Activity>
Pictures aside, the data must be reproduced exactly.

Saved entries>

_ _ _ _ _ _ _

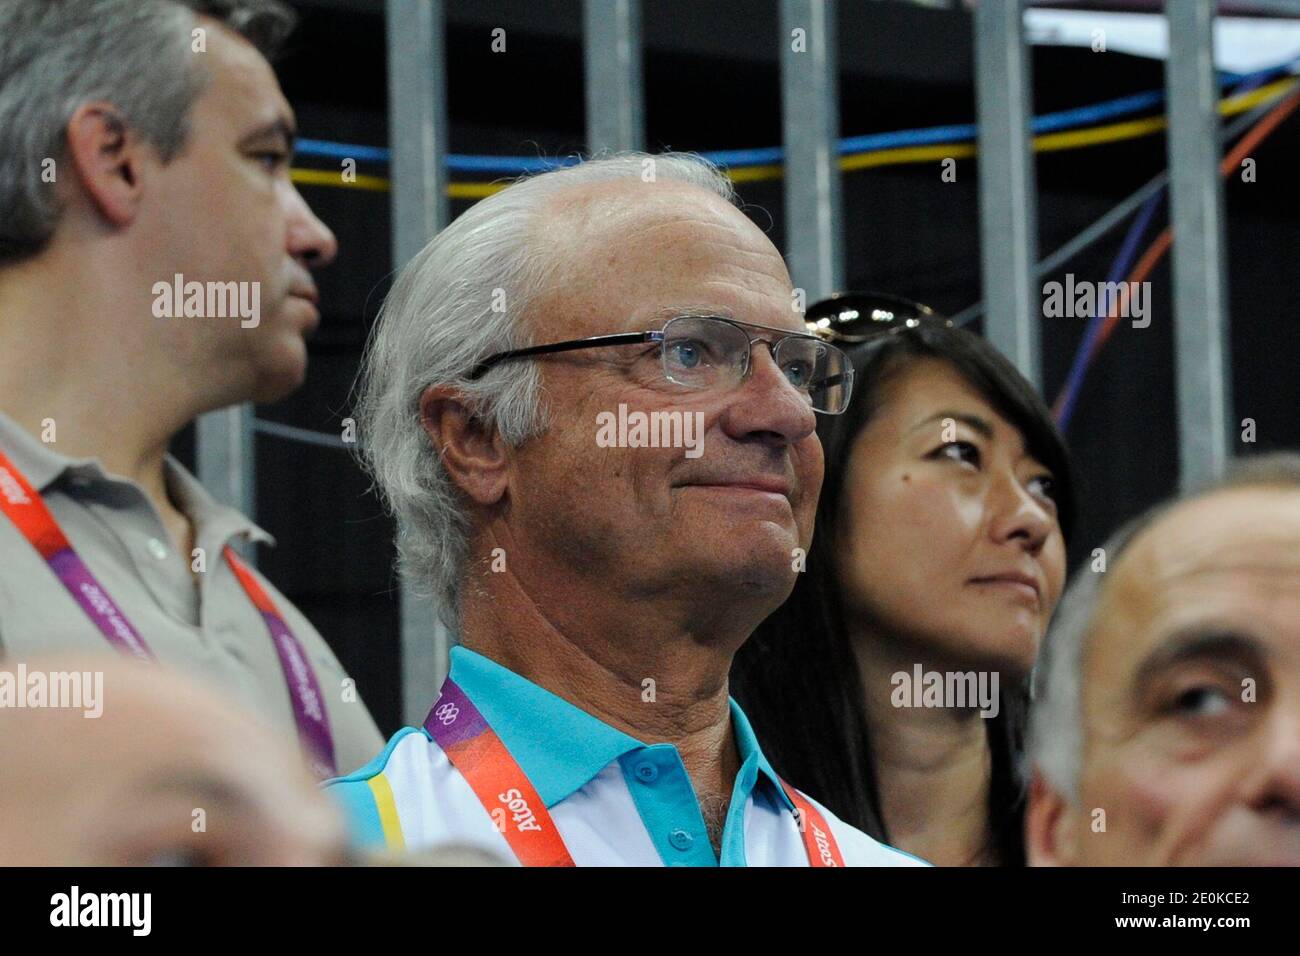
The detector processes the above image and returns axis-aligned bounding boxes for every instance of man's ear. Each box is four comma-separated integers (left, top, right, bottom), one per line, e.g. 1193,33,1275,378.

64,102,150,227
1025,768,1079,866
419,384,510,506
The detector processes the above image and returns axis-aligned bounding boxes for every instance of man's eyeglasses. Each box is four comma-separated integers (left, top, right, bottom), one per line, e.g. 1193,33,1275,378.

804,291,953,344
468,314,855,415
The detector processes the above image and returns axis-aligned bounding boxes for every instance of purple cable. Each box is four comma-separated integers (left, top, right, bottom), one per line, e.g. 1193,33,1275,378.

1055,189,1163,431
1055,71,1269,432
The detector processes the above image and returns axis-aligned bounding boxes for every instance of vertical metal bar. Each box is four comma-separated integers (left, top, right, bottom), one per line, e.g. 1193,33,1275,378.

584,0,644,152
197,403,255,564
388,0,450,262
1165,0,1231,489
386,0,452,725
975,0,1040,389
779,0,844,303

_ _ _ _ _ _ _

Response box>
The detector processes the above image and returns axis-aligned bounding boxes for every instance of man's ear. Each box is four comma-separated integers (left, top, right, bottom), one per line, e.g. 1193,33,1275,378.

64,102,150,227
1025,768,1079,866
419,384,510,506
The detector processes the above image and returns axis-aligned bounding boxes for every instance of man's eyeglasses. Each box is four comma-separated integers (left, top, right, bottom), one per line, e.g. 1193,33,1275,378.

804,291,953,344
468,314,855,415
The detector processes the above image and returns axis-aligned bounding boxes for every instance of purple cable. Each box is four comma-separated integers (left, top, right, bottom), one per line, e.g. 1193,33,1275,378.

1055,189,1163,431
1055,71,1269,432
The detector processes the above image and returns axis-aligned bounding boxes for every instance of vertical metal bar. Each box is four comma-separated integers (left, top, right, bottom), one per line, e.g. 1193,33,1275,378.

584,0,644,152
197,403,255,564
388,0,450,262
1165,0,1231,489
386,0,452,725
975,0,1040,389
779,0,844,303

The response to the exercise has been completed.